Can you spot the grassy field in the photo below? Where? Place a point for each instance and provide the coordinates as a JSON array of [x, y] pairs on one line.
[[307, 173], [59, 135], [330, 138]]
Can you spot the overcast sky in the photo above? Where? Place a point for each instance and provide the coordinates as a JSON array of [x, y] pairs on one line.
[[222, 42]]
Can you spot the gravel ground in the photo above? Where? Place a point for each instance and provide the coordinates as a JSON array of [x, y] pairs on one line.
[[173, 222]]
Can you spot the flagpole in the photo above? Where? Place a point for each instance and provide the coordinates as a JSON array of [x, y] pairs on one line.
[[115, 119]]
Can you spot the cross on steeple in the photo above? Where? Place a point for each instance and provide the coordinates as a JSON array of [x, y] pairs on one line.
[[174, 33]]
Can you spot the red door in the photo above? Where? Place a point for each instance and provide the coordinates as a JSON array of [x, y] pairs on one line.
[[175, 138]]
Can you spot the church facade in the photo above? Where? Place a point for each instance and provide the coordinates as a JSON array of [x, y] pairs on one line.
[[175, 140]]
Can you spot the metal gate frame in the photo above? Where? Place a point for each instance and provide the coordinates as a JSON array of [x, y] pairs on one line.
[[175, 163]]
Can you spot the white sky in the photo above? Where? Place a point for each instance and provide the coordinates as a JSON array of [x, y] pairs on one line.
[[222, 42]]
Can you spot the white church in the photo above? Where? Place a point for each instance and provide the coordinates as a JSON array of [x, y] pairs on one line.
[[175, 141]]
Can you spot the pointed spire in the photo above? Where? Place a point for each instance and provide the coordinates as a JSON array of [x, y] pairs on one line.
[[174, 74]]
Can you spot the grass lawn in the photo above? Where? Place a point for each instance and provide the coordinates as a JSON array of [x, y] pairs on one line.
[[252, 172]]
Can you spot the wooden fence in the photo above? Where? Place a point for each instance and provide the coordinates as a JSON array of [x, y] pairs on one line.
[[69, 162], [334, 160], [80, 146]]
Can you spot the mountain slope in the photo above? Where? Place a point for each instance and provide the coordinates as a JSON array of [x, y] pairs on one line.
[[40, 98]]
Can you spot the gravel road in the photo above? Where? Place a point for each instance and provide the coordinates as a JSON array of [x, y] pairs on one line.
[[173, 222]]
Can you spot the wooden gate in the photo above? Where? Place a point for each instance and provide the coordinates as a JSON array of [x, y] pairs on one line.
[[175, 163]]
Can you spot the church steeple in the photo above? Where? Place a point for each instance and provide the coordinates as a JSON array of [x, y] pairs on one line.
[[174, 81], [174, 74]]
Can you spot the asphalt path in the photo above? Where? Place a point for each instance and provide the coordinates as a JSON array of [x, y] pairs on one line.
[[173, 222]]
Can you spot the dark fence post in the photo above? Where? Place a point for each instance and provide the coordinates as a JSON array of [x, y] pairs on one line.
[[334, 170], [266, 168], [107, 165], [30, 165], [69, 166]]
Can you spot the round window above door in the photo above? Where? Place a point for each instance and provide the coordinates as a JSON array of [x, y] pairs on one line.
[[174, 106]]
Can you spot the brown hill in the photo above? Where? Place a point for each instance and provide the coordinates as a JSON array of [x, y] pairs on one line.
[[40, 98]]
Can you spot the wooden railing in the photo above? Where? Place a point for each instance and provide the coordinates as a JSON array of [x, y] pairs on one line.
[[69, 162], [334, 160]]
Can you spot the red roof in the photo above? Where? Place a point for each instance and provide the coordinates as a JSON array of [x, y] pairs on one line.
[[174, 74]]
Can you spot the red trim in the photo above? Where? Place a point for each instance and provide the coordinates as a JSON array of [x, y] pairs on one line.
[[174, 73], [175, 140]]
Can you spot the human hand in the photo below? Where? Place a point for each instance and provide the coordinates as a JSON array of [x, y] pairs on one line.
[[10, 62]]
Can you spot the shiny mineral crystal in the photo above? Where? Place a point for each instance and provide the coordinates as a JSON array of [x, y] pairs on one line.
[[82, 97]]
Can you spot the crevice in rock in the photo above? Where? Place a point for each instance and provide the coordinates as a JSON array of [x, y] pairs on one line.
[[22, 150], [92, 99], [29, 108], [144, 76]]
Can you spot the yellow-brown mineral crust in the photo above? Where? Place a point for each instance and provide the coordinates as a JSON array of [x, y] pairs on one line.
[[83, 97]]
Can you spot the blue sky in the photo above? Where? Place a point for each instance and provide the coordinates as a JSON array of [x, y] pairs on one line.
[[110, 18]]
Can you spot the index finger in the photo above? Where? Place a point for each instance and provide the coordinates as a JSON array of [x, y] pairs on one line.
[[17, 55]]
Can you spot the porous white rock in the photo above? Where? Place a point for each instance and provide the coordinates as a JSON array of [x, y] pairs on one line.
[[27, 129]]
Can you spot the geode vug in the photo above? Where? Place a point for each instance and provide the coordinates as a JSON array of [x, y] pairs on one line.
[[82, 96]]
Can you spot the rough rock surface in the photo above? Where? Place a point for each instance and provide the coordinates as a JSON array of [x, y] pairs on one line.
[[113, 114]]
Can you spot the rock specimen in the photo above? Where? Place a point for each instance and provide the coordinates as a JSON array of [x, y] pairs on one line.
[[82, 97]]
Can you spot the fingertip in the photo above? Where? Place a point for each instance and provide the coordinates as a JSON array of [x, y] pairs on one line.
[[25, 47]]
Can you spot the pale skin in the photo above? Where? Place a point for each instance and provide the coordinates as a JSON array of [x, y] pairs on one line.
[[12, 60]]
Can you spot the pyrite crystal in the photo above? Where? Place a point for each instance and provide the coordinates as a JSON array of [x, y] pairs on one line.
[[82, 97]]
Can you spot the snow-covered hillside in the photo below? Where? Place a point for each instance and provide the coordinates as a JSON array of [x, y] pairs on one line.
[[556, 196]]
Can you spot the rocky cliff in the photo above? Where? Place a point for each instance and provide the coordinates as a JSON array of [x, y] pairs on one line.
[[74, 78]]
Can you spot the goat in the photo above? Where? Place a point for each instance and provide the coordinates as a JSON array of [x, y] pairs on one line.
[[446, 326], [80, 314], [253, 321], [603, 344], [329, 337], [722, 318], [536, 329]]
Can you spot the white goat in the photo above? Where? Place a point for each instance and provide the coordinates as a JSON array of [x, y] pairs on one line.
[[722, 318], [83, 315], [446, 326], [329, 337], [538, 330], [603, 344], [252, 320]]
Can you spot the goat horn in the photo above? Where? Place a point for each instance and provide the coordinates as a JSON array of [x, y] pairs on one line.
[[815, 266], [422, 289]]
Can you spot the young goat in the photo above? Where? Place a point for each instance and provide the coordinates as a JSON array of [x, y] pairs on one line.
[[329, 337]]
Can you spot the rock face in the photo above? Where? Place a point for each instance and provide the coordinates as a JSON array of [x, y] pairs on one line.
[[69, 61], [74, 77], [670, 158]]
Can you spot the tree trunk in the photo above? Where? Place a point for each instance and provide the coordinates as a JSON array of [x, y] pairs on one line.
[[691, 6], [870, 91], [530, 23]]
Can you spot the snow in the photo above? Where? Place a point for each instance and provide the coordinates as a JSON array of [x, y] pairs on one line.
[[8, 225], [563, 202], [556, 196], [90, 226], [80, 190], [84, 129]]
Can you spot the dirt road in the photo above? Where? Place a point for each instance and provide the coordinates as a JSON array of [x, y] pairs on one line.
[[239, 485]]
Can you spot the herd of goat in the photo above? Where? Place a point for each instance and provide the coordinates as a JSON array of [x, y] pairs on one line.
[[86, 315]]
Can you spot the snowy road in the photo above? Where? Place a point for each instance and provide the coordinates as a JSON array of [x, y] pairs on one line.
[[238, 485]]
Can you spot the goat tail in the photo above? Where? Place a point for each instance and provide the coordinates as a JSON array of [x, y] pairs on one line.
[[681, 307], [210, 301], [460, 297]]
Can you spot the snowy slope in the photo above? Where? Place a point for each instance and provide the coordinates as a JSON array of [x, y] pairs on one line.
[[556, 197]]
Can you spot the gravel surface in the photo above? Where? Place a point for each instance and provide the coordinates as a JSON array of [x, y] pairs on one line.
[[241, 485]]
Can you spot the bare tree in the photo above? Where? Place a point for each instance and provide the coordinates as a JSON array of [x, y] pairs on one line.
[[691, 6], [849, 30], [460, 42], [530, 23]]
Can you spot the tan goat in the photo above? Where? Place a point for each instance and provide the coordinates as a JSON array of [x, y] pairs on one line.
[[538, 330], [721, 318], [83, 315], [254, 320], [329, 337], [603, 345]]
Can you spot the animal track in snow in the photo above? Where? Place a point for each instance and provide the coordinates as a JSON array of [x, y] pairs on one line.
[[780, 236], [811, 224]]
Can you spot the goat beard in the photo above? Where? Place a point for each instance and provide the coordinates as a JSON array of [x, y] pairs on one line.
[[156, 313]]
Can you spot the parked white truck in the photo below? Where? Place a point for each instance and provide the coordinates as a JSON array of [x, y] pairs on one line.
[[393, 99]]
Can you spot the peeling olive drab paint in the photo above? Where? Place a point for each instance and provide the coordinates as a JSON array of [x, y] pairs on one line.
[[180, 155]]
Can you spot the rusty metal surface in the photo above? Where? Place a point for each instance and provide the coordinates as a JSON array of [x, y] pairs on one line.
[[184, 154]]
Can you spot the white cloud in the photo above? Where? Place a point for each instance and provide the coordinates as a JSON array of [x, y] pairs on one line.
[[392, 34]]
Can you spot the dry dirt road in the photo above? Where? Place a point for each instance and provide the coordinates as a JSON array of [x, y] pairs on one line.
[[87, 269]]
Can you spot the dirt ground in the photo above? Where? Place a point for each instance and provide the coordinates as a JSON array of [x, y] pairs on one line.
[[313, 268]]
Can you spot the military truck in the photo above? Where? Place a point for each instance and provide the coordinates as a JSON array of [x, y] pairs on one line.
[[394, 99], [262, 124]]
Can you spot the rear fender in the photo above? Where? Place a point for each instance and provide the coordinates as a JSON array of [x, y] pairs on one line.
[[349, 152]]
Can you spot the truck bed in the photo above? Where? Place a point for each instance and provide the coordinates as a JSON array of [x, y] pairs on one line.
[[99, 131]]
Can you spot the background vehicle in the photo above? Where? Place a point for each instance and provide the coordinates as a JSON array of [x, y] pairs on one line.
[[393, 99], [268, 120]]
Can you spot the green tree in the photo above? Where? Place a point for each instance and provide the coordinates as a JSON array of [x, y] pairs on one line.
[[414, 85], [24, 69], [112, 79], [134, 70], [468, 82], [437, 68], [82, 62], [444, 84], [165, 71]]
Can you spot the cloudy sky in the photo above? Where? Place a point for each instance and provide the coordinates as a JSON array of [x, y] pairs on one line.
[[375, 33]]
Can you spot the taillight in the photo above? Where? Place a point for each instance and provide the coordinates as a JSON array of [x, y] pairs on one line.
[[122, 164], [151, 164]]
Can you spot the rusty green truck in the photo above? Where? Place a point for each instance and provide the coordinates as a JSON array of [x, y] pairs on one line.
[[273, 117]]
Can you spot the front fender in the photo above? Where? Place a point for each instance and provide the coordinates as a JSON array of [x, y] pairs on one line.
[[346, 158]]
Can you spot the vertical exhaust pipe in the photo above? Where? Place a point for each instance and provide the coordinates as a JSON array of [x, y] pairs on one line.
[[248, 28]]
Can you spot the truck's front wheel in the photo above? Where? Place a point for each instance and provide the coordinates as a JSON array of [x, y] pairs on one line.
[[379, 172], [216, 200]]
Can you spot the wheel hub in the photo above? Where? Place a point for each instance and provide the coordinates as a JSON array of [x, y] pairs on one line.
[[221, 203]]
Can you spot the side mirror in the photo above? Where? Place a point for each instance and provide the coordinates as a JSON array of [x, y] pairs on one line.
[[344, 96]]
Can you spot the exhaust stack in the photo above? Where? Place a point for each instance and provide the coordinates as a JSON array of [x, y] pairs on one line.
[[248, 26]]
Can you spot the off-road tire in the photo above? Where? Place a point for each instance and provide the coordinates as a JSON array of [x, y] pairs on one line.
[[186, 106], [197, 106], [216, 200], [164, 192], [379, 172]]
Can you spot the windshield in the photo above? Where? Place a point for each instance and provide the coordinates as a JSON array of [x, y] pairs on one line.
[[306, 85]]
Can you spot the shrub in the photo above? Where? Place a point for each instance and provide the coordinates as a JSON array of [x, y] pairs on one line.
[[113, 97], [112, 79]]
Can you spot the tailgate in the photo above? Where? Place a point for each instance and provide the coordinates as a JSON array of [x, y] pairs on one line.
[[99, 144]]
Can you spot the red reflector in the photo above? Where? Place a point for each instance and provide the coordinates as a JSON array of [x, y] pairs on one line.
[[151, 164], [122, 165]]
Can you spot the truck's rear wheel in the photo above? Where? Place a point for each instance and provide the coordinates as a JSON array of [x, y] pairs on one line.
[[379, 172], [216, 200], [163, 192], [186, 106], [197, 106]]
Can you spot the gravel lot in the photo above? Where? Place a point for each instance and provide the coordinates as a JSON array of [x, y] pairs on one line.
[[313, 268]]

= = = =

● **Task brief**: Copy out the records above exactly, starting with the line containing "Can you spot the young" and continuing through the line containing "[[691, 6], [870, 91], [530, 23]]".

● **Correct result**:
Can you spot the young goat in the photo above? Where? Place a point for each instance and provide the coordinates as a JSON array of [x, y] pairs on one line.
[[329, 337]]
Can you spot the rock face in the photo above? Where? Place a point for each instance and provide the coordinates as a JSON array of [x, y] pairs on one line.
[[69, 61], [74, 77], [670, 158]]
Can you spot the tree trunk in the photo above? Where? Place a point for each instance and provide the coordinates as a JSON array of [x, y] pairs on one line.
[[691, 6], [870, 91], [530, 23]]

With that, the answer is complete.